[Stored records]
----------------------------------------

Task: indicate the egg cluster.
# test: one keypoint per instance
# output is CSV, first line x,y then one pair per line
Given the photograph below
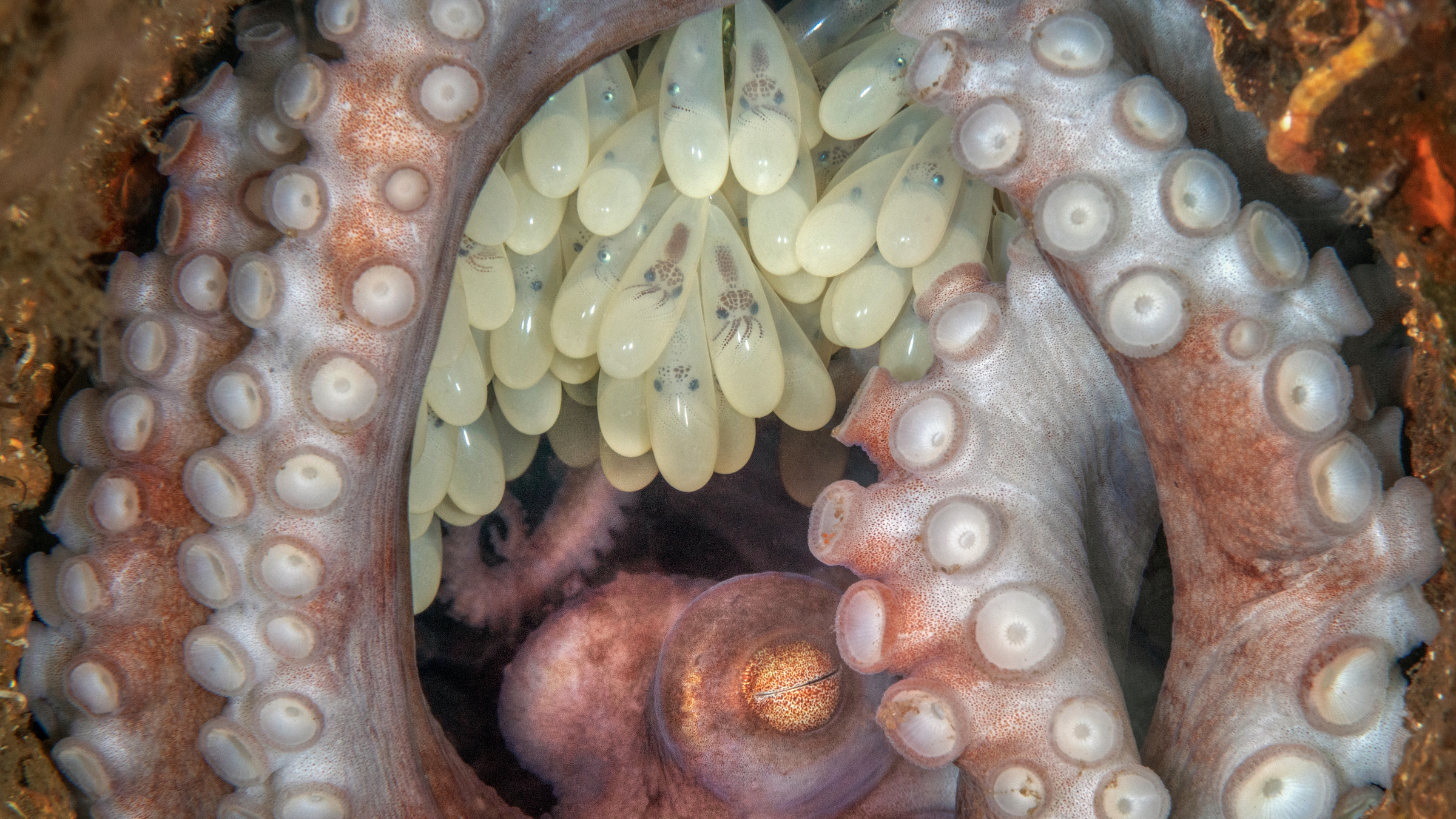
x,y
663,257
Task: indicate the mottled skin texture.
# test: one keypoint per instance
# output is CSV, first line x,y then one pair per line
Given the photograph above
x,y
1264,582
522,59
579,700
1049,443
368,124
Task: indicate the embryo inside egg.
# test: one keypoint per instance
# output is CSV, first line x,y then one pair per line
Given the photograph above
x,y
679,242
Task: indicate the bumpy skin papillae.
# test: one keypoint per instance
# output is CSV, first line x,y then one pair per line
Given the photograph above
x,y
579,700
1296,579
324,715
106,668
1009,471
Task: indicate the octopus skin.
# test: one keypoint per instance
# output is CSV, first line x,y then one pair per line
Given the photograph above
x,y
1009,476
155,655
659,696
264,496
1298,564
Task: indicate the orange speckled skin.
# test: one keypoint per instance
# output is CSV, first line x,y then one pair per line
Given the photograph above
x,y
380,752
630,701
1049,443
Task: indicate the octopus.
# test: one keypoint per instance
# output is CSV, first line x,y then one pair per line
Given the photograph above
x,y
226,625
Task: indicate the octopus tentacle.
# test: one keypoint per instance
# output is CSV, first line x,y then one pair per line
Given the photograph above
x,y
278,445
1296,576
977,570
115,608
576,531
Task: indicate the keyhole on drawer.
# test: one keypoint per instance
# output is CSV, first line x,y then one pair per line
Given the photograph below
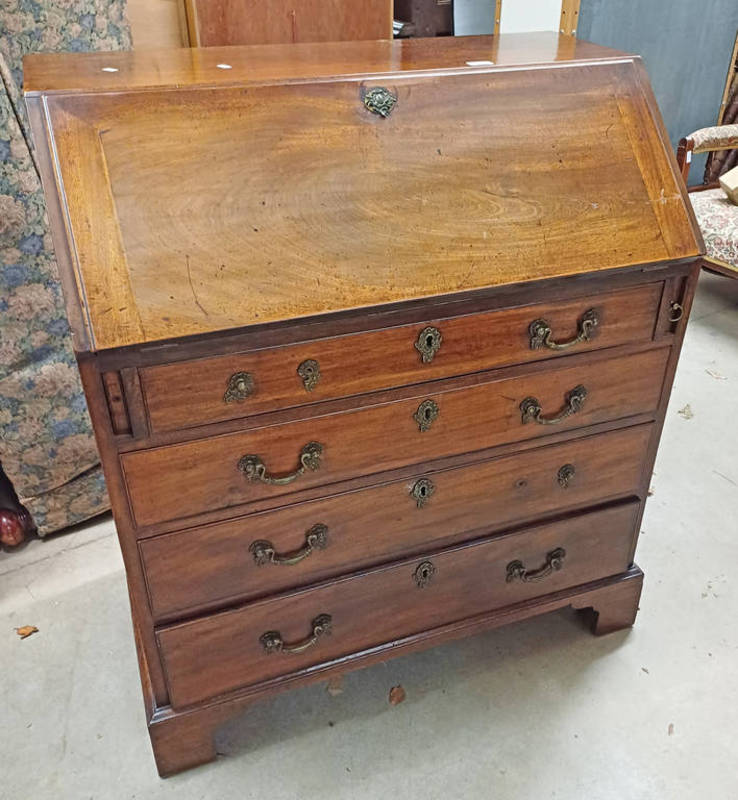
x,y
422,491
426,413
424,573
309,371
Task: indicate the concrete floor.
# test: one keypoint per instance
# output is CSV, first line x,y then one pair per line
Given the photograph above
x,y
537,710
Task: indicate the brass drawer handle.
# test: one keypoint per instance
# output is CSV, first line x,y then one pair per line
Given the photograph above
x,y
380,101
264,553
254,468
554,562
532,411
240,386
426,414
565,475
428,343
541,333
272,641
309,371
422,491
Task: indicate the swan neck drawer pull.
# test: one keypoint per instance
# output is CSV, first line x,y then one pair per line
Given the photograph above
x,y
254,468
272,641
264,553
554,562
532,412
541,333
240,386
428,343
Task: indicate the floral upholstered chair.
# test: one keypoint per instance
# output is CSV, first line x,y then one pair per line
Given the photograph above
x,y
47,448
716,215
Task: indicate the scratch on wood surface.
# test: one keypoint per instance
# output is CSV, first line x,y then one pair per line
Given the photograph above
x,y
192,286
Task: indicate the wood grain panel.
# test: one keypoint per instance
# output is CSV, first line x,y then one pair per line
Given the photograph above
x,y
180,480
204,567
82,72
310,204
237,22
376,607
186,394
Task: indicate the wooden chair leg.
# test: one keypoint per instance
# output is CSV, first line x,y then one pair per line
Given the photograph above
x,y
614,607
16,523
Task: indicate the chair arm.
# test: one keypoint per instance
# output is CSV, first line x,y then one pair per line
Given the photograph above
x,y
717,137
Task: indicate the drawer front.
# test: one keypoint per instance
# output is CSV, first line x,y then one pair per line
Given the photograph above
x,y
209,390
177,481
269,552
221,652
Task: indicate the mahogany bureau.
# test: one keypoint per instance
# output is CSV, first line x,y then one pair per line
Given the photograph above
x,y
377,340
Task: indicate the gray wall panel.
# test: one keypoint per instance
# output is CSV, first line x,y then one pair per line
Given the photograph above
x,y
686,46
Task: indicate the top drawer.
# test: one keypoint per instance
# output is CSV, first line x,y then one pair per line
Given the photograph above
x,y
190,393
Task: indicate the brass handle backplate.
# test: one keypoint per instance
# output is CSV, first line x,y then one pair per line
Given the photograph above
x,y
423,574
676,311
240,386
426,414
264,553
309,372
554,562
422,490
380,101
272,641
532,411
541,333
428,343
254,468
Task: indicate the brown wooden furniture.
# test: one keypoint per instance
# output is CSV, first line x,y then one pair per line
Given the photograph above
x,y
377,344
231,22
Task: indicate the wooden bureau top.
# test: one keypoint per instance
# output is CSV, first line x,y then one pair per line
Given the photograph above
x,y
187,197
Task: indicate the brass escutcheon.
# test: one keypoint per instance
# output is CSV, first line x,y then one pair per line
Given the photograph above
x,y
309,371
676,311
426,414
565,475
380,101
422,490
240,386
424,573
428,343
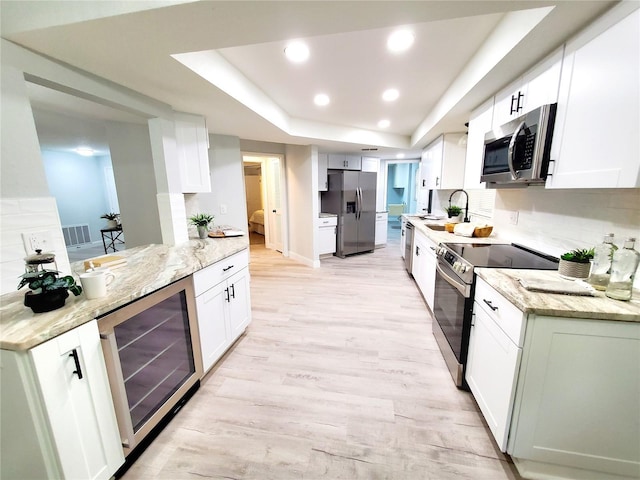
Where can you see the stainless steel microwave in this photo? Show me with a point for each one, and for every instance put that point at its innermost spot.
(517, 153)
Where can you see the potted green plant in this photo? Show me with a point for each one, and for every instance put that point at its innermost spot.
(576, 263)
(112, 219)
(48, 292)
(201, 221)
(453, 211)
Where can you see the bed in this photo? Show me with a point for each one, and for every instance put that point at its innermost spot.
(256, 222)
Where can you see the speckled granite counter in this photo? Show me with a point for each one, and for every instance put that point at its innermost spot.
(438, 236)
(148, 268)
(505, 281)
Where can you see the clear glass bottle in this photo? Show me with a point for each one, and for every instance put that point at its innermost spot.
(601, 266)
(623, 270)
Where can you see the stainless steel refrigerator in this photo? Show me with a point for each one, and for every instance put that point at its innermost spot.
(352, 197)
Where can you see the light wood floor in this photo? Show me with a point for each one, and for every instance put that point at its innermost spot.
(337, 377)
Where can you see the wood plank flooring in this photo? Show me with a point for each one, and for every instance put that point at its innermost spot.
(337, 377)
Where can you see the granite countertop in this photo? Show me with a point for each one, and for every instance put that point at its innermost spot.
(148, 269)
(446, 237)
(505, 281)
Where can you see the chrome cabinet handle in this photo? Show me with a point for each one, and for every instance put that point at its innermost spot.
(78, 370)
(488, 302)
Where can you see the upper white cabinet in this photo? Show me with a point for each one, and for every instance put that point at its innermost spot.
(479, 124)
(192, 143)
(340, 161)
(596, 141)
(443, 161)
(58, 419)
(323, 179)
(537, 87)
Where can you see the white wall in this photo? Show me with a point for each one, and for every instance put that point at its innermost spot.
(227, 186)
(135, 182)
(302, 197)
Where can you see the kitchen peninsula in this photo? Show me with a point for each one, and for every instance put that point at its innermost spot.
(83, 385)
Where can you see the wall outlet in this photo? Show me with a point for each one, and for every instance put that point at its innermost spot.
(37, 241)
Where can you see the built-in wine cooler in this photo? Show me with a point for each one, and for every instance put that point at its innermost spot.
(152, 353)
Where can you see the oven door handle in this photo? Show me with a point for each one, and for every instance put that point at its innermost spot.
(116, 383)
(451, 281)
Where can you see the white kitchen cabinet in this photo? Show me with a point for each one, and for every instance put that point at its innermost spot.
(537, 87)
(370, 164)
(495, 350)
(223, 305)
(424, 265)
(58, 419)
(381, 228)
(340, 161)
(327, 229)
(577, 412)
(403, 235)
(442, 165)
(596, 141)
(323, 179)
(192, 144)
(479, 124)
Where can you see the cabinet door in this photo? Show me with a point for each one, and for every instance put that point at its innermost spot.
(596, 141)
(479, 125)
(214, 331)
(192, 144)
(492, 366)
(323, 183)
(239, 303)
(577, 400)
(75, 390)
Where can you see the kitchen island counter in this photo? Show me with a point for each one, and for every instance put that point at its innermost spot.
(149, 268)
(506, 282)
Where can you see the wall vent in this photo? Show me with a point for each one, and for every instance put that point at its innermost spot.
(76, 235)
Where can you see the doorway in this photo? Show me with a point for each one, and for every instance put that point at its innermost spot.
(270, 220)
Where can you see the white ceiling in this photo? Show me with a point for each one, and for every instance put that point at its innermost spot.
(464, 51)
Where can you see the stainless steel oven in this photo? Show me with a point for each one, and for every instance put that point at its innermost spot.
(152, 353)
(455, 288)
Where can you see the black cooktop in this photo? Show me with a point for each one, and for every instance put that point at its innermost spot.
(503, 256)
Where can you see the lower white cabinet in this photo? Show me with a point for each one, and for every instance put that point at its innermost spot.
(424, 266)
(327, 227)
(58, 419)
(381, 228)
(223, 304)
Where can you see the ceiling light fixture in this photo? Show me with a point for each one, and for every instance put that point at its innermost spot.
(321, 100)
(297, 52)
(390, 95)
(400, 40)
(85, 151)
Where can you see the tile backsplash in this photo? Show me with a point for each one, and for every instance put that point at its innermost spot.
(26, 215)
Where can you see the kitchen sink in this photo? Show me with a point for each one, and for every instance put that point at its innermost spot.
(435, 226)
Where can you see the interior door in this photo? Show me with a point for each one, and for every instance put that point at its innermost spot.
(273, 210)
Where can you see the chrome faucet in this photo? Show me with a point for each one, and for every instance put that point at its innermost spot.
(466, 207)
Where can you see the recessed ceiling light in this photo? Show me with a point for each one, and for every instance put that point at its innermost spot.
(297, 52)
(390, 95)
(400, 40)
(85, 151)
(321, 100)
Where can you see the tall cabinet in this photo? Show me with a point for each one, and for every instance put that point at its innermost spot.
(58, 419)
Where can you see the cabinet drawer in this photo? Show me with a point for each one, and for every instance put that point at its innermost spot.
(327, 221)
(210, 276)
(504, 313)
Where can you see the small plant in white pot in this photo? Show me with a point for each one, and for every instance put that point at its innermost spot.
(576, 263)
(201, 221)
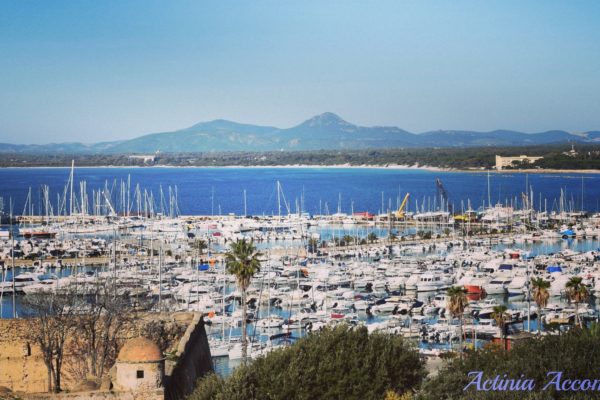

----------------------------------------

Set problem:
Please filter the material above, copying every line that contains the word "brass". Case counts.

Result:
Task: indicate the brass drawer handle.
Task: indicate the brass handle backplate.
Task: indicate the brass escutcheon.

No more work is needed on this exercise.